- **What you are asked to do**:
Convert each line of the entries below into a JSON list of strings, with one string per line and blank lines left out.
══════════
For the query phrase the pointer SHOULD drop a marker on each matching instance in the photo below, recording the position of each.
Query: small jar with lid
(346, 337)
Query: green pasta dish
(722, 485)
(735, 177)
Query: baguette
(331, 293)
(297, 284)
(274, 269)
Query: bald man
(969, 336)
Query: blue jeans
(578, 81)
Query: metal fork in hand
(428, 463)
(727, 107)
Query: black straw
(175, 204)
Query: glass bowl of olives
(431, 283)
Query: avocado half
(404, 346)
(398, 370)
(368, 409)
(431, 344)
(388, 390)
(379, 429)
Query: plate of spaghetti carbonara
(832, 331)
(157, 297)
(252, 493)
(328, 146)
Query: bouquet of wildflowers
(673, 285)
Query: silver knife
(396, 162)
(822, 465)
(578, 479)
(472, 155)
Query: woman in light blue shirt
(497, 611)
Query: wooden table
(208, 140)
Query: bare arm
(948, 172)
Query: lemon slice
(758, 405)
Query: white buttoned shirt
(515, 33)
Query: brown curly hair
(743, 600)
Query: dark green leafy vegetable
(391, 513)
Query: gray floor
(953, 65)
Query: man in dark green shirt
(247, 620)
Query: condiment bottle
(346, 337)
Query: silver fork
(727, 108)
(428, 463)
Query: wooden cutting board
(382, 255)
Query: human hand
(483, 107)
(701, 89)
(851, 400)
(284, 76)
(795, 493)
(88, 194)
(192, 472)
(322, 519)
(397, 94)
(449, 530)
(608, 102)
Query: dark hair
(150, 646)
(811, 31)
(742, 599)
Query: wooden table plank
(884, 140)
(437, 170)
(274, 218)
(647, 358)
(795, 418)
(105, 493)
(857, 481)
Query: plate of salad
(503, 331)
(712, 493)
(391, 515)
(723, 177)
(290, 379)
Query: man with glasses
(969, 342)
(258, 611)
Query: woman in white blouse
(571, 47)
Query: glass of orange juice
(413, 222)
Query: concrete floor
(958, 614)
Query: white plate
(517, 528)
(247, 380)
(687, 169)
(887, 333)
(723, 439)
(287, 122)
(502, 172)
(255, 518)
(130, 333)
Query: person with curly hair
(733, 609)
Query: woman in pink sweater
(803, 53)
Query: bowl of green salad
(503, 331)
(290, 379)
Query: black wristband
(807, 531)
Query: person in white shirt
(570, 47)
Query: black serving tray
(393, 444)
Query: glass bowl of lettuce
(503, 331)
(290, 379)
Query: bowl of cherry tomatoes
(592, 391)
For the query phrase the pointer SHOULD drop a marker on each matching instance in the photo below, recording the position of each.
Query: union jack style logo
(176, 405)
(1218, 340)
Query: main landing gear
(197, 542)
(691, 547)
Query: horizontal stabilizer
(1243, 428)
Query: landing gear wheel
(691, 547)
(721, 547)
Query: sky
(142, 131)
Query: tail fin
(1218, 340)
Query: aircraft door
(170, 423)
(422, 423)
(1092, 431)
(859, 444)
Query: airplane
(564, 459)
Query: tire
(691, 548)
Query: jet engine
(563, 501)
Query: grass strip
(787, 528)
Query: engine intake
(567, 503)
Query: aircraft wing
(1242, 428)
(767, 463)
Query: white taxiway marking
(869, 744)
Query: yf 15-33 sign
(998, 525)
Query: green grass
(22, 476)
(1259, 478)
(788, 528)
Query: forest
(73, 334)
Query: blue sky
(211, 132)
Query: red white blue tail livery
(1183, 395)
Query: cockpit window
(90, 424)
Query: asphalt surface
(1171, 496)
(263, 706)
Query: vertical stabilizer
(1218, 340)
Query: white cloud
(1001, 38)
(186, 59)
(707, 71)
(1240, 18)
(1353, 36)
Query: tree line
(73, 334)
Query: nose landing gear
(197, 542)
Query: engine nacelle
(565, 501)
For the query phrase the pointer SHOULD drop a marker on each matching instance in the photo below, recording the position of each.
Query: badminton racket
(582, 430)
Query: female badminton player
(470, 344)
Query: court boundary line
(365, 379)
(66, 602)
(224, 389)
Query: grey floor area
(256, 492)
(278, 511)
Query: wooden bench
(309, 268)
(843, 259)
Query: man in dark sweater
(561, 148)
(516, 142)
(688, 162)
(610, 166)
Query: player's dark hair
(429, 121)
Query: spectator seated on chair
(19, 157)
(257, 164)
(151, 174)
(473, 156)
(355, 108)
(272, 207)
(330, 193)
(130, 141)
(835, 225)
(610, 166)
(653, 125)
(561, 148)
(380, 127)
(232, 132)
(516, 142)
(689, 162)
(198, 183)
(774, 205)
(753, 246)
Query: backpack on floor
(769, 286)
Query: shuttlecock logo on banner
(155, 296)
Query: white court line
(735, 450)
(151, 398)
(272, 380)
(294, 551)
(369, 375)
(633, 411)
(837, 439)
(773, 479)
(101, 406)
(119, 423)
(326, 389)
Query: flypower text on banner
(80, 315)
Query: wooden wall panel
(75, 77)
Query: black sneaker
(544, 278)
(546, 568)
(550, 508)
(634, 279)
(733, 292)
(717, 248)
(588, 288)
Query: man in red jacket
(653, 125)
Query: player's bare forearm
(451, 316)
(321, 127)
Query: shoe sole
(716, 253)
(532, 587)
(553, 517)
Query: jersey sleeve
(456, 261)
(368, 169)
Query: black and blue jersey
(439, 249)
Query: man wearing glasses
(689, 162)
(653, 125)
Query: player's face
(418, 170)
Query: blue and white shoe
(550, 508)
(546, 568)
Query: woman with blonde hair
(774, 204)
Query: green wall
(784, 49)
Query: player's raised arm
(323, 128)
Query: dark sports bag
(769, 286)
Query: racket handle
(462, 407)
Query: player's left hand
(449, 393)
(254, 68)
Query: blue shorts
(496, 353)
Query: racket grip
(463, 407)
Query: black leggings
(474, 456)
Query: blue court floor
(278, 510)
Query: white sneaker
══════════
- **Correct response**:
[
  "For the query phrase the pointer SHOULD drop a marker on each matching instance in the photo below, recording the position of each.",
  "Query: small jar with lid",
  "(346, 337)",
  "Query: green pasta dish",
  "(722, 485)",
  "(735, 177)",
  "Query: baguette",
  "(331, 293)",
  "(297, 284)",
  "(274, 269)",
  "Query: bald man",
  "(969, 336)",
  "Query: blue jeans",
  "(578, 81)",
  "Query: metal fork in hand",
  "(428, 463)",
  "(727, 107)",
  "Query: black straw",
  "(175, 204)",
  "Query: glass bowl of olives",
  "(431, 283)",
  "Query: avocado half",
  "(404, 346)",
  "(398, 370)",
  "(368, 409)",
  "(431, 344)",
  "(388, 390)",
  "(379, 429)",
  "Query: plate of spaghetti carbonara",
  "(832, 331)",
  "(157, 297)",
  "(252, 493)",
  "(328, 146)",
  "Query: bouquet of wildflowers",
  "(673, 285)",
  "Query: silver knife",
  "(396, 162)",
  "(822, 465)",
  "(578, 479)",
  "(472, 155)",
  "Query: woman in light blue shirt",
  "(497, 611)",
  "Query: wooden table",
  "(208, 140)",
  "Query: bare arm",
  "(948, 172)",
  "Query: lemon slice",
  "(758, 405)",
  "Query: white buttoned shirt",
  "(515, 33)",
  "Query: brown curly hair",
  "(743, 600)",
  "Query: dark green leafy vegetable",
  "(391, 513)",
  "Query: gray floor",
  "(953, 65)",
  "Query: man in dark green shirt",
  "(247, 620)",
  "Query: condiment bottle",
  "(346, 337)",
  "Query: silver fork",
  "(727, 108)",
  "(428, 463)",
  "Query: wooden cutting board",
  "(382, 255)",
  "Query: human hand",
  "(483, 107)",
  "(701, 89)",
  "(851, 400)",
  "(284, 76)",
  "(795, 493)",
  "(88, 194)",
  "(192, 472)",
  "(322, 519)",
  "(397, 94)",
  "(449, 530)",
  "(608, 102)",
  "Query: dark hair",
  "(150, 646)",
  "(811, 31)",
  "(742, 599)",
  "Query: wooden table plank",
  "(884, 140)",
  "(437, 170)",
  "(274, 218)",
  "(647, 358)",
  "(795, 418)",
  "(105, 493)",
  "(857, 481)",
  "Query: plate of salad",
  "(503, 331)",
  "(712, 493)",
  "(391, 515)",
  "(723, 177)",
  "(290, 379)",
  "Query: man with glasses",
  "(969, 342)",
  "(258, 611)",
  "Query: woman in white blouse",
  "(571, 47)",
  "Query: glass of orange juice",
  "(413, 222)",
  "Query: concrete floor",
  "(958, 614)",
  "Query: white plate",
  "(517, 528)",
  "(247, 380)",
  "(687, 169)",
  "(887, 333)",
  "(723, 439)",
  "(287, 122)",
  "(502, 172)",
  "(255, 518)",
  "(130, 333)",
  "Query: person with curly hair",
  "(733, 609)",
  "Query: woman in pink sweater",
  "(803, 53)",
  "Query: bowl of green salad",
  "(503, 331)",
  "(290, 379)",
  "Query: black wristband",
  "(807, 531)",
  "Query: person in white shirt",
  "(570, 47)",
  "Query: black serving tray",
  "(393, 444)",
  "Query: glass bowl of lettuce",
  "(503, 331)",
  "(290, 379)",
  "Query: bowl of cherry tomatoes",
  "(592, 391)",
  "For the query phrase the pointer SHOULD drop a marker on each matching instance in the photo below, recording the position of each.",
  "Query: union jack style logo",
  "(176, 405)",
  "(1218, 340)",
  "Query: main landing gear",
  "(197, 542)",
  "(691, 547)",
  "Query: horizontal stabilizer",
  "(1243, 428)",
  "Query: landing gear wheel",
  "(691, 547)",
  "(721, 547)",
  "Query: sky",
  "(142, 131)",
  "Query: tail fin",
  "(1218, 340)",
  "Query: aircraft door",
  "(170, 423)",
  "(422, 423)",
  "(1092, 431)",
  "(859, 444)",
  "Query: airplane",
  "(564, 459)",
  "Query: tire",
  "(691, 548)",
  "Query: jet engine",
  "(563, 501)",
  "Query: grass strip",
  "(787, 528)",
  "Query: engine intake",
  "(567, 503)",
  "Query: aircraft wing",
  "(1242, 428)",
  "(767, 463)",
  "Query: white taxiway marking",
  "(869, 744)",
  "Query: yf 15-33 sign",
  "(998, 525)",
  "Query: green grass",
  "(22, 476)",
  "(1259, 478)",
  "(788, 528)",
  "Query: forest",
  "(73, 334)",
  "Query: blue sky",
  "(211, 132)",
  "Query: red white blue tail livery",
  "(1183, 395)",
  "Query: cockpit window",
  "(90, 424)",
  "Query: asphalt surface",
  "(1171, 496)",
  "(263, 706)",
  "Query: vertical stabilizer",
  "(1218, 340)",
  "Query: white cloud",
  "(1001, 38)",
  "(186, 59)",
  "(707, 71)",
  "(1240, 18)",
  "(1353, 36)",
  "Query: tree line",
  "(73, 334)",
  "Query: nose landing gear",
  "(197, 542)",
  "Query: engine nacelle",
  "(565, 501)",
  "For the query phrase the pointer SHOULD drop a marker on each matching instance in the photo below, recording the position of each.",
  "Query: badminton racket",
  "(582, 430)",
  "Query: female badminton player",
  "(470, 344)",
  "Query: court boundary line",
  "(365, 379)",
  "(66, 602)",
  "(224, 389)",
  "Query: grey floor area",
  "(256, 492)",
  "(278, 511)",
  "Query: wooden bench",
  "(309, 268)",
  "(843, 259)",
  "Query: man in dark sweater",
  "(561, 148)",
  "(516, 142)",
  "(688, 162)",
  "(610, 166)",
  "Query: player's dark hair",
  "(429, 121)",
  "Query: spectator seated on chair",
  "(19, 157)",
  "(257, 164)",
  "(151, 174)",
  "(473, 156)",
  "(355, 108)",
  "(272, 207)",
  "(330, 193)",
  "(130, 141)",
  "(835, 225)",
  "(610, 166)",
  "(653, 125)",
  "(561, 148)",
  "(380, 127)",
  "(232, 132)",
  "(516, 142)",
  "(689, 162)",
  "(198, 183)",
  "(774, 205)",
  "(753, 246)",
  "Query: backpack on floor",
  "(769, 286)",
  "Query: shuttlecock logo on banner",
  "(155, 296)",
  "Query: white court line",
  "(735, 450)",
  "(151, 398)",
  "(272, 380)",
  "(294, 551)",
  "(369, 375)",
  "(633, 411)",
  "(837, 439)",
  "(773, 479)",
  "(101, 406)",
  "(119, 423)",
  "(326, 389)",
  "Query: flypower text on banner",
  "(80, 315)",
  "Query: wooden wall panel",
  "(75, 77)",
  "Query: black sneaker",
  "(544, 278)",
  "(546, 568)",
  "(550, 508)",
  "(634, 279)",
  "(733, 292)",
  "(717, 248)",
  "(588, 288)",
  "Query: man in red jacket",
  "(653, 125)",
  "Query: player's bare forearm",
  "(451, 316)",
  "(321, 127)",
  "Query: shoe sole",
  "(716, 253)",
  "(532, 587)",
  "(553, 517)",
  "Query: jersey sleeve",
  "(456, 261)",
  "(368, 169)",
  "Query: black and blue jersey",
  "(439, 249)",
  "Query: man wearing glasses",
  "(689, 162)",
  "(653, 125)",
  "Query: player's face",
  "(418, 170)",
  "Query: blue and white shoe",
  "(550, 508)",
  "(546, 568)",
  "Query: woman with blonde hair",
  "(774, 204)",
  "Query: green wall",
  "(784, 49)",
  "Query: player's raised arm",
  "(323, 128)",
  "Query: dark sports bag",
  "(769, 286)",
  "Query: racket handle",
  "(462, 407)",
  "Query: player's left hand",
  "(449, 393)",
  "(254, 68)",
  "Query: blue shorts",
  "(496, 353)",
  "Query: racket grip",
  "(463, 407)",
  "Query: black leggings",
  "(474, 456)",
  "Query: blue court floor",
  "(278, 510)",
  "Query: white sneaker"
]